-- START PROVIDED TEXT --

Wednesday, November 16, 2005

end of A's

finished A's today! had a 3 paper day, and now the entire memory of A's is kinda a blur. i can't even remember what papers i did for today. :) heh.

well, if i can get to uni, it is through God's grace. glory be.

so today, finished papers about 5.30p.m, went to town with the classmates till about 10 then headed home. ate, walked around, , shopped, walked in the rain, enjoyed christmas lights. this year's lights are good. i like the deco this year. and with the music and carols on the street, simply beautiful. every christmas i wish for a special someone to walk the street with, but every year i don't have one. Lord, how about one this year? oh wells, if not, friends will do. :)

came up with a pick up line today. "if i go to the north pole, i'd bring you along. because you are damn hot." hahaahahaaha. koon's lousy at pickup lines, koon's lousy with girls. that's why koon is single and desperate.

sometimes i keep telling ppl around me i am desperate and emo,(right, eric? and joshua and marcus and derek.) that i think i am so stupid sometimes. i think i irritate myself. haha. and, i am not really despo la. i know who's the perfect girl, i can't get her, and that's that la. in any case, i don't exactly scour the streets and look for the next cute thing to try to pick up. not that despo yet. haha.

don't know what to do with my holidays, yet. well, i need to earn some money, for my sky rocketing expenses throught the holiday, play more guitar so that i can get to La-salle music tech if i fail A's and spend some time blessing those around me. oh yes, i am desperately seeking for temp jobs, so if u have a vacancy, do get me ok?

-- END PROVIDED TEXT --

GIVEN INSTRUCTION: In the blog post, around what time did the writer finish papers that day? The entries come from a different source than the blog post.

-- START MATERIAL SUPPLIED --

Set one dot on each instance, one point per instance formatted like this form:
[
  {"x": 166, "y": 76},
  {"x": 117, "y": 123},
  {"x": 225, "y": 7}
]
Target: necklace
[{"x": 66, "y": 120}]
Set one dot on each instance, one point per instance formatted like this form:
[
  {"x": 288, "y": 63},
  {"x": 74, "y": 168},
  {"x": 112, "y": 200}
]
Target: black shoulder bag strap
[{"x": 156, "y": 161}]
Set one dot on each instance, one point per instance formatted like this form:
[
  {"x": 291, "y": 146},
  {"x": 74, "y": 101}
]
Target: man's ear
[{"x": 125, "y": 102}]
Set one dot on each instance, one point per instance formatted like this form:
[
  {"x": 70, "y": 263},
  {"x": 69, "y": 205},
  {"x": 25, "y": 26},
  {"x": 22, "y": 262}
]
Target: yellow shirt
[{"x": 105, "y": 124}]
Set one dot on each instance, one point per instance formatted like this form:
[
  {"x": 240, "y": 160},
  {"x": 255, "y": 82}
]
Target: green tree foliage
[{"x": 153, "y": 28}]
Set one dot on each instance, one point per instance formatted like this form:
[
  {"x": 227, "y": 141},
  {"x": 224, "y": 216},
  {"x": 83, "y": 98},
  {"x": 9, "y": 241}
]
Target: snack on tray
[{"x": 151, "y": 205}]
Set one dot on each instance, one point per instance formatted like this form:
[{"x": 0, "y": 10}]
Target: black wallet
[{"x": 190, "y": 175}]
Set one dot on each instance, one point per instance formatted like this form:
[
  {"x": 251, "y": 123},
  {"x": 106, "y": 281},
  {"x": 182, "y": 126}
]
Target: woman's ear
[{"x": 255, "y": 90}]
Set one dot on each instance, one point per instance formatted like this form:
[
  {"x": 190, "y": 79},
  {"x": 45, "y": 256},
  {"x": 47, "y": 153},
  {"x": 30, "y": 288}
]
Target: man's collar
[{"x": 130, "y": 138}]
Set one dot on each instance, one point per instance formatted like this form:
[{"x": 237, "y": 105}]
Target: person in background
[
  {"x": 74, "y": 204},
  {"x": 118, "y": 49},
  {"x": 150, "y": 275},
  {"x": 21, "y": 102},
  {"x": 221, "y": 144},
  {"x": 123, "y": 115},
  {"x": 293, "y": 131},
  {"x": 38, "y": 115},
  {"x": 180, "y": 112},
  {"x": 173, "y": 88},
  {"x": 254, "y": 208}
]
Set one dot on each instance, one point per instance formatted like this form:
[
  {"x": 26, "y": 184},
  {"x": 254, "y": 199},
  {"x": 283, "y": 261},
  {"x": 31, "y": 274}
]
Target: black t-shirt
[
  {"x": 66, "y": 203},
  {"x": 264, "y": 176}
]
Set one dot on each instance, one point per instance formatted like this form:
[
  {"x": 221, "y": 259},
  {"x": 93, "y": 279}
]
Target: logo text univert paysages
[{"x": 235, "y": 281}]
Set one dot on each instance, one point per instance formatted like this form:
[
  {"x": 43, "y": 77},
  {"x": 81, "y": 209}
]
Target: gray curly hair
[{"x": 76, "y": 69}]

-- END MATERIAL SUPPLIED --

TASK ANSWER: About 5:30 p.m.